» **Rekordy ze źródła danych**:
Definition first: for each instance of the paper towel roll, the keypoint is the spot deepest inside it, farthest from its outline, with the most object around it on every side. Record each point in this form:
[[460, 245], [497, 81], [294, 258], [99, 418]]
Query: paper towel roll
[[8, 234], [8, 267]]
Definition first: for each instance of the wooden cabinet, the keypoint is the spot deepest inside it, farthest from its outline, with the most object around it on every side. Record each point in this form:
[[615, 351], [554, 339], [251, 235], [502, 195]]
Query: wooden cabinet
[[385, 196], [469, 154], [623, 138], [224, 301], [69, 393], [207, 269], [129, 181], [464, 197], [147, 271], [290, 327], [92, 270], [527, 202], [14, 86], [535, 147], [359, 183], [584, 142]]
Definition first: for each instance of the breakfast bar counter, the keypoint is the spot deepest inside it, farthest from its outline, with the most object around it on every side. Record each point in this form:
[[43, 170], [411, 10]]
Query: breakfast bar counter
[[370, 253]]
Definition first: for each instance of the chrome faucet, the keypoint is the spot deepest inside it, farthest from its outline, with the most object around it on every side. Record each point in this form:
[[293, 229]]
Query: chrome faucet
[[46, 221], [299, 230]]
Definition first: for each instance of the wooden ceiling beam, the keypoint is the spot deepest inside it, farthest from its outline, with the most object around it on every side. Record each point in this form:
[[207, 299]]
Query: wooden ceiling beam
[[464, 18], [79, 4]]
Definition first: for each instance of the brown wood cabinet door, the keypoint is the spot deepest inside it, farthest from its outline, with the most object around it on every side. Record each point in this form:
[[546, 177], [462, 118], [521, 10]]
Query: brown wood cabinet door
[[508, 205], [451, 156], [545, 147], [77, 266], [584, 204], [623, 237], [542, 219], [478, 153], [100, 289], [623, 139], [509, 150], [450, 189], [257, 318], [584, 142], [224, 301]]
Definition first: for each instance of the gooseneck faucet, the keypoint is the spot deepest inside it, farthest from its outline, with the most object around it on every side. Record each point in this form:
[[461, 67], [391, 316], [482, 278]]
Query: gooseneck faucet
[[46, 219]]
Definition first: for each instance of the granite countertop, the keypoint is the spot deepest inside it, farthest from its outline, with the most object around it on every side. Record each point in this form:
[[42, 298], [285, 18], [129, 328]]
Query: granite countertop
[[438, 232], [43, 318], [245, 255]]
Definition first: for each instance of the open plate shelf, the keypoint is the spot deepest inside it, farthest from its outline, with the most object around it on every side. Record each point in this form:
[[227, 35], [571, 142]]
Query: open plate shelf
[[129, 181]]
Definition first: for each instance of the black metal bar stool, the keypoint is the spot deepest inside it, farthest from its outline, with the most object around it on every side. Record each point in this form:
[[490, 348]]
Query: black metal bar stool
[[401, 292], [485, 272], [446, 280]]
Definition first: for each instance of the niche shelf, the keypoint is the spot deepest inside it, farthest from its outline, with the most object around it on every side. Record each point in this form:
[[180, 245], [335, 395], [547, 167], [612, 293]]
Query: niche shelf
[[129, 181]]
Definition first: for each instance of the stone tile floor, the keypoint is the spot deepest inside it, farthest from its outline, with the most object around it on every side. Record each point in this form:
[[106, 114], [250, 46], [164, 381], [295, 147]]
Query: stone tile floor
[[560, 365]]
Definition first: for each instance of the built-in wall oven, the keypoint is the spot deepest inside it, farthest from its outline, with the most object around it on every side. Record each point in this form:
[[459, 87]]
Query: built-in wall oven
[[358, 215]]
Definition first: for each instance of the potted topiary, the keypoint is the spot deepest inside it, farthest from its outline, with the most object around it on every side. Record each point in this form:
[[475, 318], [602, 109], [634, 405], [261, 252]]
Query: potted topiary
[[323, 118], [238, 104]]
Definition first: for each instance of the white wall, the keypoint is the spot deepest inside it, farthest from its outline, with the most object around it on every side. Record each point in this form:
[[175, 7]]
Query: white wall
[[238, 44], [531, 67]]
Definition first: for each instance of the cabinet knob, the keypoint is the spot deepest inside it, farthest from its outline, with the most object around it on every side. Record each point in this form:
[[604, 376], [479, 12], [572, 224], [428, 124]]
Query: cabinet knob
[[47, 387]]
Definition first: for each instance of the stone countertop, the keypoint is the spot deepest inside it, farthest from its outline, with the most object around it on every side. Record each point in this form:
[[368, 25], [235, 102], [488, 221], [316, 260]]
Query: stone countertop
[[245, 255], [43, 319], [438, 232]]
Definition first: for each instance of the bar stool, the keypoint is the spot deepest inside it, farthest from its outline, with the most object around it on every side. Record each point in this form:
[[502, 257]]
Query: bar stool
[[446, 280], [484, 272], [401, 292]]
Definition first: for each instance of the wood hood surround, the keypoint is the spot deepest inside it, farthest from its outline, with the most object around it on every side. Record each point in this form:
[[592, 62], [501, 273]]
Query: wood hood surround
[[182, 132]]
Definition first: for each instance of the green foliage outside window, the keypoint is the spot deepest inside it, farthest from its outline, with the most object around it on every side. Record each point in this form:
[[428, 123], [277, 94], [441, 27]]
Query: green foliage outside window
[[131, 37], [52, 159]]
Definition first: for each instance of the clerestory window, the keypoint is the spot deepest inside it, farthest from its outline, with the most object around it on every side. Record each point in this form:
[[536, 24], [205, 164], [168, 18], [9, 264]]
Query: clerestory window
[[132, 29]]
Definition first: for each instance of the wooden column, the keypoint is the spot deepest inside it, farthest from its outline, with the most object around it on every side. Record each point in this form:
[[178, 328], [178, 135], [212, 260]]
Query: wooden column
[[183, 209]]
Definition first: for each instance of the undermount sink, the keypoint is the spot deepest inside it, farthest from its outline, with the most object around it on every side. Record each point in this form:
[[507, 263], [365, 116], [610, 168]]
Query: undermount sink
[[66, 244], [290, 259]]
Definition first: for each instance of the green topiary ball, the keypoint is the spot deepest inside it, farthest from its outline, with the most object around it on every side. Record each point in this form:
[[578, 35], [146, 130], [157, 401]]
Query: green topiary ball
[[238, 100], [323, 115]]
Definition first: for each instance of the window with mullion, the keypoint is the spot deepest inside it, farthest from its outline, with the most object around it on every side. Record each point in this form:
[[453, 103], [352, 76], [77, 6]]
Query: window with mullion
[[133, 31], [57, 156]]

» **POLECENIE**: Wypisz bez zmian wiersze listingu, zaczynając od wiersza zawierającego „Definition first: for each instance of the chrome” i kończąc na wierszu zawierającym „[[401, 292], [485, 272], [446, 280]]”, łącznie z oboma skrajnymi wierszami.

» **WYNIK ZADANIA**:
Definition first: for each instance of the chrome faucet, the keypoint is the spot deepest inside it, farthest from its outline, with the most object around it on every side. Record each point in this form:
[[293, 229]]
Query: chrome faucet
[[46, 221], [299, 230]]
Definition first: for each instance of the wooden ceiling beam, the keypoint is the spot deepest inside it, farthest from its outline, with the most object around it on every side. Record each point in this form:
[[207, 299]]
Query: wooden ceiling beam
[[464, 18], [79, 4]]
Definition first: for each instance of the brown wood cabinet door, the keypoint is the spot deepest inside it, farthest from its outline, with the most object around it on every side. Record each point in this form:
[[546, 177], [462, 118], [521, 10]]
Query: brown wood cabinet door
[[508, 205], [451, 156], [545, 147], [77, 266], [584, 204], [623, 237], [542, 219], [478, 153], [100, 289], [623, 139], [509, 150], [450, 189], [257, 318], [584, 142], [224, 301]]
Definition first: for each instance of the gooseneck faucet, the keypoint is the spot deepest inside it, farthest from its outline, with the most object around it on every side. Record each point in this form:
[[461, 67], [391, 316], [482, 278]]
Query: gooseneck faucet
[[46, 219]]
Definition first: for each instance of the granite countertop, the keypoint is the spot deepest inside it, farthest from its outline, with the most object around it on every side. Record each point in this form:
[[42, 298], [285, 18], [129, 328]]
Query: granite countertop
[[438, 232], [43, 318], [245, 255]]
Definition first: for each instance of the open plate shelf, the keypoint is the spot deepest inside it, farthest from its outline, with the most object around it on every side. Record each point in this form:
[[227, 35], [571, 142]]
Query: open plate shelf
[[129, 181]]
Definition first: for each instance of the black metal bar stool, the keypoint is the spot deepest inside it, farthest from its outline, with the most object around it on every side. Record each point in this form:
[[490, 348]]
Query: black metal bar stool
[[401, 292], [485, 272], [446, 280]]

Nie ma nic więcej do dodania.